# What needs to be done
Return the records word for word, from their first line through the line containing "[687,265,703,289]", with that line included.

━━━━━ Task material ━━━━━

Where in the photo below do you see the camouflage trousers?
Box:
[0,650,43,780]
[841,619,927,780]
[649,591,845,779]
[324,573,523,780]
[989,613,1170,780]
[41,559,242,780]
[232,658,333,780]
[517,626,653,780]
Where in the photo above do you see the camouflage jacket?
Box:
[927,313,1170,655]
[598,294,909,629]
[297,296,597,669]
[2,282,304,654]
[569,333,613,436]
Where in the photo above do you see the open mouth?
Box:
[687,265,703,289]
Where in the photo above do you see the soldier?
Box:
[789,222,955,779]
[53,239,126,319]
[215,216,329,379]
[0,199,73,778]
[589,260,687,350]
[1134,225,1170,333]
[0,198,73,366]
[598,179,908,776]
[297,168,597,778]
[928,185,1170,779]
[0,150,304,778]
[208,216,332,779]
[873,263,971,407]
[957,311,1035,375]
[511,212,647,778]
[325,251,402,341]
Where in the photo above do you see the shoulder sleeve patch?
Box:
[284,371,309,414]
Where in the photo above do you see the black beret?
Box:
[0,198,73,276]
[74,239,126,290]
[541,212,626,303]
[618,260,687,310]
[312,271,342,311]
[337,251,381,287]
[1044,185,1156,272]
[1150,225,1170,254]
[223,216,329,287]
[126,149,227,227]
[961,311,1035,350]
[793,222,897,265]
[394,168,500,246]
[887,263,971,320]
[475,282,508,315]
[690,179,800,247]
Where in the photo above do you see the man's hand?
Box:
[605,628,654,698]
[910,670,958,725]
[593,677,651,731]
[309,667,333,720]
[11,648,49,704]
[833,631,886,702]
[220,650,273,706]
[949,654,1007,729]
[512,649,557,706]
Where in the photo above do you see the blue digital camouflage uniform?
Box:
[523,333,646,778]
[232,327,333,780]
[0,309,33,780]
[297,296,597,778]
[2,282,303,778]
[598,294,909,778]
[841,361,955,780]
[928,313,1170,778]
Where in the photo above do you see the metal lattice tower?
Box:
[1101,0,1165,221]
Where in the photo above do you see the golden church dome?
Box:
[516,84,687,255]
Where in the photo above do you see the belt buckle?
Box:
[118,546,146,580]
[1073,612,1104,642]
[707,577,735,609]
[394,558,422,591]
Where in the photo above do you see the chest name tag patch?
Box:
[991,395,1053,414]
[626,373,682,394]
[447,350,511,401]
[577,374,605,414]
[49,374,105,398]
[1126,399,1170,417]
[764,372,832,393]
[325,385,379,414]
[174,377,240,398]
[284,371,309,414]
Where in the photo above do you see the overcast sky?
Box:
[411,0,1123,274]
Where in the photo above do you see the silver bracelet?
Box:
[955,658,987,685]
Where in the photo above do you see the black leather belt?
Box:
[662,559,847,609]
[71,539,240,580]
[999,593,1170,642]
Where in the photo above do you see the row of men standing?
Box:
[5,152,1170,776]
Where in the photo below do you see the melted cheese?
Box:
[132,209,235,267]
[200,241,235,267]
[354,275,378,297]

━━━━━

# Output for this exercise
Where in the photo below do you see the camouflage trousers?
Box:
[0,650,43,780]
[841,619,927,780]
[649,591,845,779]
[324,573,523,780]
[989,613,1170,780]
[41,559,242,780]
[232,658,333,780]
[517,626,653,780]
Where in the photo above do you see the camouflage jacket?
Box:
[927,313,1170,655]
[598,294,909,629]
[297,296,597,669]
[2,282,304,654]
[569,333,613,436]
Where in the photo above do you see the open mouth?
Box:
[687,265,703,289]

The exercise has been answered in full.